TRY IT —
Repeat exactly the lines below that lie between the line with "Target: forest background" and the line with "Return one point per instance of the exposed", counting both of those lines as part of the answer.

RECORD EXCERPTS —
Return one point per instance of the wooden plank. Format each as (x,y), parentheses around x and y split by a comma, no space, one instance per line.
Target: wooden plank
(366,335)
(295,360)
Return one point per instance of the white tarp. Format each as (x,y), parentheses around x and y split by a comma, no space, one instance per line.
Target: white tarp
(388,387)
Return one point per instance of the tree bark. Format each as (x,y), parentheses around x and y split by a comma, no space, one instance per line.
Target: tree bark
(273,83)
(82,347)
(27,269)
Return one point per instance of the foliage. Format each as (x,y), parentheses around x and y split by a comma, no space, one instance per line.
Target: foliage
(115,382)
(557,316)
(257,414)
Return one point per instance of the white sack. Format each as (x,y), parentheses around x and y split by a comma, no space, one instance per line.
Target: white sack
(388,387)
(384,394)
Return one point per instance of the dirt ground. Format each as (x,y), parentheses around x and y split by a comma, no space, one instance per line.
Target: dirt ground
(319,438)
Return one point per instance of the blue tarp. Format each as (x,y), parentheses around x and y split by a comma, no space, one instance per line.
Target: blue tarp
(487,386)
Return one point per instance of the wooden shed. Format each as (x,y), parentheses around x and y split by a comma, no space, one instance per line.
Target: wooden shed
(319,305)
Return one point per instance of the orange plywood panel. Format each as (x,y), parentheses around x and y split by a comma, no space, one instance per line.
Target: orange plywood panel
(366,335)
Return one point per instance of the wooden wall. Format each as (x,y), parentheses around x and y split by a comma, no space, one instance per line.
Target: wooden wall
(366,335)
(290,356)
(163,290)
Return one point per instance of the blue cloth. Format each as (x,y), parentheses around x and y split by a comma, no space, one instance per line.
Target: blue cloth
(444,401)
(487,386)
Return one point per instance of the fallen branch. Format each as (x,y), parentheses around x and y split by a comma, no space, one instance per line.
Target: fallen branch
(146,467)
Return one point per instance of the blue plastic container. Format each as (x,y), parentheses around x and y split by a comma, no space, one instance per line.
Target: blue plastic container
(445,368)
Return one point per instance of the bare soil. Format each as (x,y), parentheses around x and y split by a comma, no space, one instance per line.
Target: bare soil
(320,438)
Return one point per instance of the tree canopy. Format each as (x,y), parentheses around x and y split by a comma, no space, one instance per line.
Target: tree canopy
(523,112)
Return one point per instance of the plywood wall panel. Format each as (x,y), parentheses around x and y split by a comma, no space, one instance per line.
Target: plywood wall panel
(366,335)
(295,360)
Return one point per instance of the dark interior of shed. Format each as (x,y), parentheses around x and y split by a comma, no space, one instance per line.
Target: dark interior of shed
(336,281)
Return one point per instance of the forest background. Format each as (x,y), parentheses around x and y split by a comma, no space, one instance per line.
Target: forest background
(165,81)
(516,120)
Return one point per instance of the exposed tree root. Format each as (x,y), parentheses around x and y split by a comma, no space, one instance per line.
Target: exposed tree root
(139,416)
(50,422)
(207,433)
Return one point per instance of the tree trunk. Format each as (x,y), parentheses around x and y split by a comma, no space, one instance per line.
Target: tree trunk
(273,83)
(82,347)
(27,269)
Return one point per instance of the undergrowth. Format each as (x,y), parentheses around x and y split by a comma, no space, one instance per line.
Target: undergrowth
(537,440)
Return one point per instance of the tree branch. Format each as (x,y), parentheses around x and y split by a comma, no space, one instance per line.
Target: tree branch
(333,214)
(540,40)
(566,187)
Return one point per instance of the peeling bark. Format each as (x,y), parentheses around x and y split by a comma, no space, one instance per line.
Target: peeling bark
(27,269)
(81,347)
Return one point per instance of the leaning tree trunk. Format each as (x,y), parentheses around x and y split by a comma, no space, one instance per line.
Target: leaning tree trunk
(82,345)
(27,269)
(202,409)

OUTPUT FOR THIS EXERCISE —
Target: forest background
(165,81)
(516,120)
Return one point per instance of the exposed tree root. Format each as (x,y), parentheses around x and y split by a comma, no space, one instance per line.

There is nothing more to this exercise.